* [ASSIGNMENT] Please list every number written in digits in the Brexit passage below, in the order they appear.

* [DOCUMENT SECTION]
▬▬▬▬▬▬▬▬▬▬
There are 16,600 commodity codes and more than 300 custom procedure codes. Even taking the view that businesses will get to know the commodity codes and the custom procedure codes that they use regularly, it will not be an easy task to get used to the change. They will need training, which will not be available, and they think that they will need a major upgrade of software and IT equipment to deal with the changes.

Given that background, it is not surprising that many of our companies and businesses want to know what the impact will be of leaving the single market and the customs union in March 2019. More than 60% of the trade in the north-east of England is with the EU. My constituency has the biggest business park in the region, with more than 500 companies based there employing between 10,000 and 12,000 people. A few weeks ago, I was at a Brexit seminar on the industrial estate, and the one thing that I kept hearing about was the uncertainty. People kept saying, “What happens next?” Some said, “What are the questions that we need to ask?” I said that the one thing they needed was access to the impact assessments. We need to be able to work out how the sectors of our industry will be affected.
▬▬▬▬▬▬▬▬▬▬
* [LISTED RECORDS]

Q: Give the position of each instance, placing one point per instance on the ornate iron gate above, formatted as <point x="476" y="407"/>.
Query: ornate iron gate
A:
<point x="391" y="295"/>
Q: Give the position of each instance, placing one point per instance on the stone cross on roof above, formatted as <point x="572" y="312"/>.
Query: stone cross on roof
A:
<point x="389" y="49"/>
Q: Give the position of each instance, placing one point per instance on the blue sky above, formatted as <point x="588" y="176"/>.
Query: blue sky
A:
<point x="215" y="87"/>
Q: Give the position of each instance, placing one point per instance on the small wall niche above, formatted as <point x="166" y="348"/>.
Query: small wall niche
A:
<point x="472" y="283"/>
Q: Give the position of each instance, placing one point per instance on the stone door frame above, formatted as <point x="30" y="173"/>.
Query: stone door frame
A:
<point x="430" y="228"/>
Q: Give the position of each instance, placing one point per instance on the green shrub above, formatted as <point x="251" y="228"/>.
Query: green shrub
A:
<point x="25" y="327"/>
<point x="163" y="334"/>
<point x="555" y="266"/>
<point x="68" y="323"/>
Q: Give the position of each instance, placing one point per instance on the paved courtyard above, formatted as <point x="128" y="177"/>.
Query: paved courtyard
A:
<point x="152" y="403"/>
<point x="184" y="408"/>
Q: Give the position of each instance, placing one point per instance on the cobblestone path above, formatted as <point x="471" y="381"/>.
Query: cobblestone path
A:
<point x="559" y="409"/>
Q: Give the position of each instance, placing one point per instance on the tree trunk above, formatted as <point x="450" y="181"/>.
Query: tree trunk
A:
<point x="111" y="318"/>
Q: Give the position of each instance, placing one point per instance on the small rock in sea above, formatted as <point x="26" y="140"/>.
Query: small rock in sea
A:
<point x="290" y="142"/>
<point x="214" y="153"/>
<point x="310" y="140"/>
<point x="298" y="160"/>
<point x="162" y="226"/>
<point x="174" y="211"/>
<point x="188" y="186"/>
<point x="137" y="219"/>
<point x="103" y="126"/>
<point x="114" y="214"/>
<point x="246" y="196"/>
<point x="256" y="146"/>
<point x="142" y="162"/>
▬▬▬▬▬▬▬▬▬▬
* [ANSWER SPACE]
16,600
300
2019
60%
500
10,000
12,000